* Aim
Rescale the listing starting at the line containing "Spot the light" and ending at the end of the listing. Reproduce those lines with their requests, multiplying each answer's pixel coordinates by 1.45 and rounding to whole numbers, with halves rounded up.

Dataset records

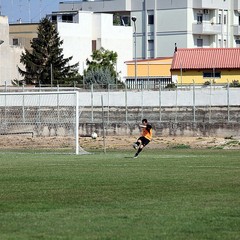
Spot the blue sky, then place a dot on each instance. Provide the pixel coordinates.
(27, 10)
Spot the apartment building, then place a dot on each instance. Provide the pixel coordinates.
(162, 23)
(9, 55)
(82, 32)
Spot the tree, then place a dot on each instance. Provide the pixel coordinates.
(46, 62)
(101, 69)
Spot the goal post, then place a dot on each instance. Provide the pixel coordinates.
(52, 118)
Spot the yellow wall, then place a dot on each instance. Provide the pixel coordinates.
(190, 75)
(153, 68)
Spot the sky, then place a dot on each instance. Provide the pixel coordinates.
(27, 10)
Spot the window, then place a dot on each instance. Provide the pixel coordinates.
(94, 45)
(225, 19)
(150, 45)
(54, 18)
(219, 43)
(211, 74)
(150, 48)
(237, 42)
(199, 42)
(67, 18)
(225, 43)
(150, 19)
(15, 42)
(199, 18)
(220, 18)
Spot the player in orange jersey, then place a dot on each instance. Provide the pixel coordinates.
(145, 138)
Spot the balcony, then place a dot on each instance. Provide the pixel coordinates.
(236, 30)
(206, 4)
(206, 28)
(237, 5)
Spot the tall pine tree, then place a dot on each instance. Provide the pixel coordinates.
(46, 63)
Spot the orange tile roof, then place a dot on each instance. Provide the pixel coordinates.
(206, 58)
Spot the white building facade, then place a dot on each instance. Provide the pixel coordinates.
(162, 23)
(9, 56)
(83, 32)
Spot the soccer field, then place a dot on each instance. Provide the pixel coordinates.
(169, 194)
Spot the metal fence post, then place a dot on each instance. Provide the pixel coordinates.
(142, 97)
(92, 103)
(210, 104)
(160, 101)
(108, 100)
(126, 106)
(228, 101)
(176, 102)
(194, 99)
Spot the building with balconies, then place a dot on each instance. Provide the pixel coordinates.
(162, 23)
(9, 55)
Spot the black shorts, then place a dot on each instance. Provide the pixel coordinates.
(144, 141)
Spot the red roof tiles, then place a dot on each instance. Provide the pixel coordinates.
(206, 58)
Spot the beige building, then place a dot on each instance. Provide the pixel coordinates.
(22, 34)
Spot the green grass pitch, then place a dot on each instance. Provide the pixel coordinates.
(170, 194)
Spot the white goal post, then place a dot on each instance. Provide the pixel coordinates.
(49, 117)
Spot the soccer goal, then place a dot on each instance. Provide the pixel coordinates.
(39, 121)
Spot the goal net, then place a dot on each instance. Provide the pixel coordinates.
(40, 121)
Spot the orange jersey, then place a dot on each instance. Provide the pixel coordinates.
(147, 132)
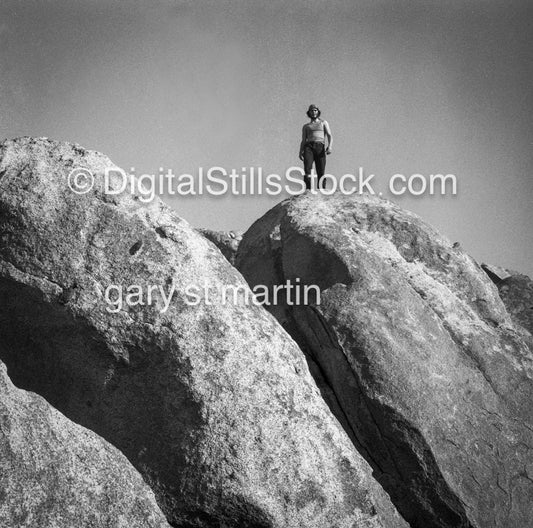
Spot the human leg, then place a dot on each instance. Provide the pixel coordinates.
(320, 164)
(308, 165)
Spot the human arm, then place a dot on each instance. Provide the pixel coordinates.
(327, 133)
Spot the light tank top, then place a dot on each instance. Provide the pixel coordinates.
(314, 131)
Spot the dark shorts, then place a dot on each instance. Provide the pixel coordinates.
(314, 151)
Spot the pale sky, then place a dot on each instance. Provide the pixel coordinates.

* Solved problem
Spot the light tank top, then place a dot on each instance. Provide the pixel coordinates.
(455, 190)
Spot the dark shorts, then place a dot on each instance. Provide the pixel coordinates.
(455, 219)
Spot the pale sky, then place a dot on each instance. Provide the pixel coordinates.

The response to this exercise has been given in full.